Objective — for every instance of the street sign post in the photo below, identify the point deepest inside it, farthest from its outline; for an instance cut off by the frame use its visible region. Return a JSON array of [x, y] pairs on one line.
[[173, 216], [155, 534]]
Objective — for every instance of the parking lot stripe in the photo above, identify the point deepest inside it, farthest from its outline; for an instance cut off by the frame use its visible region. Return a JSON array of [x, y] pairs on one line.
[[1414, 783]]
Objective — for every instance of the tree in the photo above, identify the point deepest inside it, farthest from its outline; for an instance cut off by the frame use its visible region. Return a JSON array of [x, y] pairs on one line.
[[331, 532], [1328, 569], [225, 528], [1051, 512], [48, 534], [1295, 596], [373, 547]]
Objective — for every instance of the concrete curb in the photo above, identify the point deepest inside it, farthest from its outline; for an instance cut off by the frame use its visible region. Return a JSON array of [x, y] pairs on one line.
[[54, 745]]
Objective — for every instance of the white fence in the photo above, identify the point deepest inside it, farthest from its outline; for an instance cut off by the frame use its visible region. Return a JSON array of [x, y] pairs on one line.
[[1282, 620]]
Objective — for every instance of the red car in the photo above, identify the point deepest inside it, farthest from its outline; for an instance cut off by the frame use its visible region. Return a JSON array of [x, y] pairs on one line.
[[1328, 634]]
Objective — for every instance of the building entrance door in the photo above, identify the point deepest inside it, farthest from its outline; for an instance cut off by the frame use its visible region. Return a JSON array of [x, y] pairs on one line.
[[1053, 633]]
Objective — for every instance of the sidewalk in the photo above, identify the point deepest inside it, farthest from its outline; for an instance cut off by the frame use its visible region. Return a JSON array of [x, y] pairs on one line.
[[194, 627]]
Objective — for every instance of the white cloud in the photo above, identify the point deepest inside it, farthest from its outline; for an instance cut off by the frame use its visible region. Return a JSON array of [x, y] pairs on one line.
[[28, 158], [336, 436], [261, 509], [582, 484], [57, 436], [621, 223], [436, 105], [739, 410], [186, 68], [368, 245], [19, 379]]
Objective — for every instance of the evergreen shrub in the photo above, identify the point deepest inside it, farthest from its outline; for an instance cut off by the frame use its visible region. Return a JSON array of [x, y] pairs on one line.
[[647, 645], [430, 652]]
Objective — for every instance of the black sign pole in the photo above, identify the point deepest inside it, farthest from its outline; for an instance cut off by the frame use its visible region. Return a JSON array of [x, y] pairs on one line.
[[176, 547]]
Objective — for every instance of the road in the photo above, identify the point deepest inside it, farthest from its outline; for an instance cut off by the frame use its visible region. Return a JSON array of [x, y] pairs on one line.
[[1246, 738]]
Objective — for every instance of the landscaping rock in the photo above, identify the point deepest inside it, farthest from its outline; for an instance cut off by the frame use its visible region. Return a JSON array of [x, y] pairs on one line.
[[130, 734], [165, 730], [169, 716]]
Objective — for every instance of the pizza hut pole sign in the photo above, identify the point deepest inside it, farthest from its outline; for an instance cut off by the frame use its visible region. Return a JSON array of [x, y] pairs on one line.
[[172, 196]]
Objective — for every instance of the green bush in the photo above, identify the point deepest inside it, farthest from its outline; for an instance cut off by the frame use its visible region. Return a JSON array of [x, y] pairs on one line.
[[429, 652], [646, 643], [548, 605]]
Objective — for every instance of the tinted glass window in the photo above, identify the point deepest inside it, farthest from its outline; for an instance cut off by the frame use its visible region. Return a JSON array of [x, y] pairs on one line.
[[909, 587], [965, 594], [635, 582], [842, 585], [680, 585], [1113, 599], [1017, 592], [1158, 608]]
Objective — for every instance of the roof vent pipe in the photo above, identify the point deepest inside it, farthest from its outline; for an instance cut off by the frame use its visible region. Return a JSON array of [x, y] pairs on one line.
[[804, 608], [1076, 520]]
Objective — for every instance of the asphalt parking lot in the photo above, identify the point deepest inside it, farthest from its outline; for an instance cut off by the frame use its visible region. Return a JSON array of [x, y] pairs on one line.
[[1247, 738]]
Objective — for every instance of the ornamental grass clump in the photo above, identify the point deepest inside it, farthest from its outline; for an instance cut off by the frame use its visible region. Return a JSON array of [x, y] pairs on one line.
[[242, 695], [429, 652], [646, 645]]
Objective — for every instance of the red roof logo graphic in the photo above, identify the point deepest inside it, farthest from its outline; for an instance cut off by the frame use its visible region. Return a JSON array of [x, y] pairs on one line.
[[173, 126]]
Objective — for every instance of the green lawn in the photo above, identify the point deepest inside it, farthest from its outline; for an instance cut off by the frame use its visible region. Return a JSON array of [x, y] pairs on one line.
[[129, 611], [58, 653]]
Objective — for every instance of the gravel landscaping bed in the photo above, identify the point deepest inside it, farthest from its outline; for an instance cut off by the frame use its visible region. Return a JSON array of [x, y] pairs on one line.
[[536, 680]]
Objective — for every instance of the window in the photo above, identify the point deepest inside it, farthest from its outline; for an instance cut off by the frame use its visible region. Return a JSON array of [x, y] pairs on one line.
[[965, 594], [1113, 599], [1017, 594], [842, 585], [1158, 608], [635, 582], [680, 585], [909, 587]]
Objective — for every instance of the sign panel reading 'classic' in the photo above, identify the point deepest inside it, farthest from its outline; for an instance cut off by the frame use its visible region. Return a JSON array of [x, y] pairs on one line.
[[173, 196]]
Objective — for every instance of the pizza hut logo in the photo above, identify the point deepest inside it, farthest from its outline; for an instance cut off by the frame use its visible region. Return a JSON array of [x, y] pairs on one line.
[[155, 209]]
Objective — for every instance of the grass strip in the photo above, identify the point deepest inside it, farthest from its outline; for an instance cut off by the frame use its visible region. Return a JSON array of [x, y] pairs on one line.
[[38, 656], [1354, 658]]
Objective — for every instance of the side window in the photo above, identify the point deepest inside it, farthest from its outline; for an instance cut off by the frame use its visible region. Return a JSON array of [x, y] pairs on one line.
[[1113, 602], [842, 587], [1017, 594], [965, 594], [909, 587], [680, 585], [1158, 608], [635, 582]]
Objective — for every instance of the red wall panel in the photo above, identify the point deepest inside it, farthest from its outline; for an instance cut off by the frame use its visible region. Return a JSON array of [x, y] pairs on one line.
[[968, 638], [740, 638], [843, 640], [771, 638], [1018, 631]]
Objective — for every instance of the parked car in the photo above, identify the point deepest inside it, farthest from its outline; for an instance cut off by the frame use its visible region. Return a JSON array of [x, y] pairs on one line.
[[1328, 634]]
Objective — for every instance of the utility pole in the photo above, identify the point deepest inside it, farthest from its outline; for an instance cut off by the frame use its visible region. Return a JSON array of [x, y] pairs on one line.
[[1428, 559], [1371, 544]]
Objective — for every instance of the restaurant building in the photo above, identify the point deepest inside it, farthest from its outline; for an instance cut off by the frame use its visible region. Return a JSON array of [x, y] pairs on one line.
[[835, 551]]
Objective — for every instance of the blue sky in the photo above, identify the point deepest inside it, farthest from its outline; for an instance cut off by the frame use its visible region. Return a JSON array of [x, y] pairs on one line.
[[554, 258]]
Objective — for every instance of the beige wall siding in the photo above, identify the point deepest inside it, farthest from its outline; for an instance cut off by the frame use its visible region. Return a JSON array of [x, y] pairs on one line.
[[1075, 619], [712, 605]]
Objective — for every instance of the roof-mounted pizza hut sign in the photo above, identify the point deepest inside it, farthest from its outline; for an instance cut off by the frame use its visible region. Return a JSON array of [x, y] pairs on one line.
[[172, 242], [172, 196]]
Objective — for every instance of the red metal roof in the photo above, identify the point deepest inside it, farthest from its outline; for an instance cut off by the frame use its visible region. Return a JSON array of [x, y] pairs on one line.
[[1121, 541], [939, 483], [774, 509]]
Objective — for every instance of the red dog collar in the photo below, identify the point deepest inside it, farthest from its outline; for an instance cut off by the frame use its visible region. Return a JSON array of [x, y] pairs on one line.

----------------

_TASK BRIEF_
Rewrite everything from the line containing "Objective — for every instance of the restaurant" down to the line containing "[[172, 242], [172, 196]]", both included, adding -73 to every coordinate and leaving all other text in those lines unchanged.

_ANSWER TO THIS TASK_
Objective — for every instance of the restaurant building in the photo above, identify the point deepest inside it, farthest from its outline; for an instance cut off by the frame use its visible region. Return a JSON array of [x, y] pairs on one line.
[[762, 478]]
Objective — for every instance of the blue sky in the photo above, identify the point deepest inside it, farthest from its outline; for an instance cut off by the frame use its visible region. Return a JSON array of [x, y] pairs on one line.
[[481, 185]]
Objective — for every instance of the beige wall siding in the photo above, identify the point deepest inside it, farthest from its outline; for an instance cut off by the frame use its visible region. Return a JSON array of [x, y] pairs on one line.
[[1002, 546], [639, 532]]
Objective — for every instance of the roof-mounted pizza hut sign in the photo above, identify the point deepest inside it, farthest from its outline; for an instance cut off by the frame use its visible region. Return a JSON array of [x, y] pairs on one line.
[[99, 169], [99, 123]]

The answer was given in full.